WHAT IS REQUIRED: Render every line of the records below as a Markdown table with two columns, No. and Content. Number the rows in order and leave out any blank lines.

INPUT:
>>>>>

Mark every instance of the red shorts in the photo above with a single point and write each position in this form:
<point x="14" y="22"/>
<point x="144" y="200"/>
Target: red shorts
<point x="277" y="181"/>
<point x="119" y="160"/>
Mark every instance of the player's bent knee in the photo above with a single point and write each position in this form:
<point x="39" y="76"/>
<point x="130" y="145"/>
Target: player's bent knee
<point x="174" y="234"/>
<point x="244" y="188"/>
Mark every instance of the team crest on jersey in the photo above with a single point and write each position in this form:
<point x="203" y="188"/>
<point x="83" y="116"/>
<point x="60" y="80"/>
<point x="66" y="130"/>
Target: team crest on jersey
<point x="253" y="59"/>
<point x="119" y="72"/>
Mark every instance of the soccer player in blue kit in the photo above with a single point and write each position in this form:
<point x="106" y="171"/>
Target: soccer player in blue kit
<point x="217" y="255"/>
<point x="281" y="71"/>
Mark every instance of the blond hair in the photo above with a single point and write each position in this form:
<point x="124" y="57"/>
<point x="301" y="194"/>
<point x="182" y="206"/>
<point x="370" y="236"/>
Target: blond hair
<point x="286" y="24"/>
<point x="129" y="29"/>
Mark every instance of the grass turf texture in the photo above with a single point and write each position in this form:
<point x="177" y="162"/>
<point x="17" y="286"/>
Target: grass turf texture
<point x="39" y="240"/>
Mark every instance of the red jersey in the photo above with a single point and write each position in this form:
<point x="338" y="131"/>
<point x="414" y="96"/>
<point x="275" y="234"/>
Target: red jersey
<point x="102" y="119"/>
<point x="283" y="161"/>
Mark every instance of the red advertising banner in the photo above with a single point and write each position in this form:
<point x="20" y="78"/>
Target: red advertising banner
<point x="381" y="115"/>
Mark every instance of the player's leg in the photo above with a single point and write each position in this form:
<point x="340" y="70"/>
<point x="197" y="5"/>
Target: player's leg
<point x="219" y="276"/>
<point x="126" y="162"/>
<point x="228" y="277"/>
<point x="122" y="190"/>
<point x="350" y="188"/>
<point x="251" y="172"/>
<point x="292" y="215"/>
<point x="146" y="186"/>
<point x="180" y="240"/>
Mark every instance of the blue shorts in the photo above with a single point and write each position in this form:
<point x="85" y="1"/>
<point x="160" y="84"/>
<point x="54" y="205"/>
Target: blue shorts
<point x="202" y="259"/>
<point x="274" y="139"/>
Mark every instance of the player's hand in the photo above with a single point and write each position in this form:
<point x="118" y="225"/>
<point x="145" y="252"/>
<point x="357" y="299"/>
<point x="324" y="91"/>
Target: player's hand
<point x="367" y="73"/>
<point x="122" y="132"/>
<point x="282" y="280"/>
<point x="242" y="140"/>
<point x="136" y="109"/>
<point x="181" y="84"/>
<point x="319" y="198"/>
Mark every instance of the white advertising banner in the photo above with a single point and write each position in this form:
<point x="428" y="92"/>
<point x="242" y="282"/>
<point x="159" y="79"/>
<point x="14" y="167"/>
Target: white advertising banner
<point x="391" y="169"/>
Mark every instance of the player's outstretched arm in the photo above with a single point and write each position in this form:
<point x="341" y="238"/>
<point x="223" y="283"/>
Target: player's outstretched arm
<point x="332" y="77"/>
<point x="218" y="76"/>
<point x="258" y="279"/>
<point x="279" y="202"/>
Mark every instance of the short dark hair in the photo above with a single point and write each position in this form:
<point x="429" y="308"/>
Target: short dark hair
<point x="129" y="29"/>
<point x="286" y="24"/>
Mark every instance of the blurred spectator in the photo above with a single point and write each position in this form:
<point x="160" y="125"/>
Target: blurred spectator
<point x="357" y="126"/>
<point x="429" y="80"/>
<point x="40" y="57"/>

<<<<<

RESPONSE TO THE TASK:
| No. | Content |
|---|---|
| 1 | Mark every instance of the red shorts in the photo above with a single point and write each position in this form: |
| 2 | <point x="14" y="22"/> |
| 3 | <point x="144" y="200"/> |
| 4 | Target: red shorts |
| 5 | <point x="277" y="181"/> |
| 6 | <point x="119" y="160"/> |
| 7 | Mark every instance of the player's bent knee in the photo above with a single point and write each position in this form: |
| 8 | <point x="39" y="76"/> |
| 9 | <point x="130" y="145"/> |
| 10 | Target: player's bent knee |
| 11 | <point x="174" y="234"/> |
| 12 | <point x="244" y="188"/> |
| 13 | Mark every instance of the team crest on jersey in the photo above with a single point and write each position in this form: |
| 14 | <point x="203" y="188"/> |
| 15 | <point x="83" y="116"/> |
| 16 | <point x="60" y="80"/> |
| 17 | <point x="66" y="130"/> |
| 18 | Target: team crest on jersey |
| 19 | <point x="253" y="59"/> |
| 20 | <point x="119" y="72"/> |
| 21 | Mark every instance of the soccer player in blue kit in the photo above with a single point and write each position in this form: |
| 22 | <point x="106" y="171"/> |
| 23 | Target: soccer player in blue kit |
| 24 | <point x="217" y="255"/> |
| 25 | <point x="281" y="71"/> |
| 26 | Mark every instance of the blond hair in the photo above with a single point and write each position in this form: |
| 27 | <point x="124" y="57"/> |
| 28 | <point x="301" y="194"/> |
| 29 | <point x="182" y="206"/> |
| 30 | <point x="370" y="236"/> |
| 31 | Target: blond hair |
| 32 | <point x="286" y="24"/> |
| 33 | <point x="129" y="29"/> |
| 34 | Mark every instance of the grass turf texture in the photo above with a single point and write each position in this form: |
| 35 | <point x="177" y="162"/> |
| 36 | <point x="17" y="286"/> |
| 37 | Target: grass turf texture |
| 38 | <point x="39" y="240"/> |
| 39 | Mark every instance of the red jersey in the photo above with a single point and write each position in this form: |
| 40 | <point x="338" y="131"/> |
| 41 | <point x="414" y="96"/> |
| 42 | <point x="275" y="234"/> |
| 43 | Target: red jersey |
| 44 | <point x="102" y="119"/> |
| 45 | <point x="283" y="161"/> |
| 46 | Mark every instance of the red advertising banner in the photo above with a single point and write each position in this form: |
| 47 | <point x="20" y="78"/> |
| 48 | Target: red advertising banner |
| 49 | <point x="381" y="115"/> |
| 50 | Mark every instance of the player's leg in the photo above with a single point and write each position in this form: |
| 51 | <point x="340" y="70"/> |
| 52 | <point x="197" y="5"/> |
| 53 | Target: player's leg |
| 54 | <point x="219" y="276"/> |
| 55 | <point x="126" y="162"/> |
| 56 | <point x="228" y="277"/> |
| 57 | <point x="122" y="190"/> |
| 58 | <point x="350" y="188"/> |
| 59 | <point x="251" y="172"/> |
| 60 | <point x="292" y="215"/> |
| 61 | <point x="146" y="186"/> |
| 62 | <point x="180" y="240"/> |
| 63 | Mark every instance of the blue shorts in the photo above with a single point and write each position in this form: |
| 64 | <point x="85" y="1"/> |
| 65 | <point x="160" y="84"/> |
| 66 | <point x="54" y="205"/> |
| 67 | Target: blue shorts |
| 68 | <point x="202" y="259"/> |
| 69 | <point x="274" y="139"/> |
| 70 | Mark every instance of the player's hand in the photo above with a single point and write each position in this form: |
| 71 | <point x="118" y="225"/> |
| 72 | <point x="145" y="252"/> |
| 73 | <point x="357" y="299"/> |
| 74 | <point x="324" y="91"/> |
| 75 | Target: player's hand |
| 76 | <point x="367" y="73"/> |
| 77 | <point x="122" y="132"/> |
| 78 | <point x="282" y="280"/> |
| 79 | <point x="242" y="140"/> |
| 80 | <point x="136" y="109"/> |
| 81 | <point x="181" y="84"/> |
| 82 | <point x="319" y="198"/> |
| 83 | Mark every instance of the white advertising banner in the photo above with a single point and write each position in this form: |
| 84 | <point x="428" y="92"/> |
| 85 | <point x="242" y="282"/> |
| 86 | <point x="159" y="79"/> |
| 87 | <point x="14" y="167"/> |
| 88 | Target: white advertising banner |
| 89 | <point x="391" y="169"/> |
| 90 | Mark every instance of the player's outstretched arm in the photo above with a single point and write each position in this form: |
| 91 | <point x="341" y="238"/> |
| 92 | <point x="223" y="283"/> |
| 93 | Target: player's outstretched arm |
| 94 | <point x="332" y="77"/> |
| 95 | <point x="218" y="76"/> |
| 96 | <point x="258" y="279"/> |
| 97 | <point x="279" y="202"/> |
| 98 | Mark every instance of the short dark hair in the photo above with a single point and write each position in this form: |
| 99 | <point x="429" y="308"/> |
| 100 | Target: short dark hair |
| 101 | <point x="129" y="29"/> |
| 102 | <point x="286" y="24"/> |
| 103 | Mark every instance of the blurred spectator in the photo above with a single point and write each position in this form: |
| 104 | <point x="160" y="125"/> |
| 105 | Target: blurred spectator |
| 106 | <point x="357" y="126"/> |
| 107 | <point x="429" y="80"/> |
| 108 | <point x="40" y="57"/> |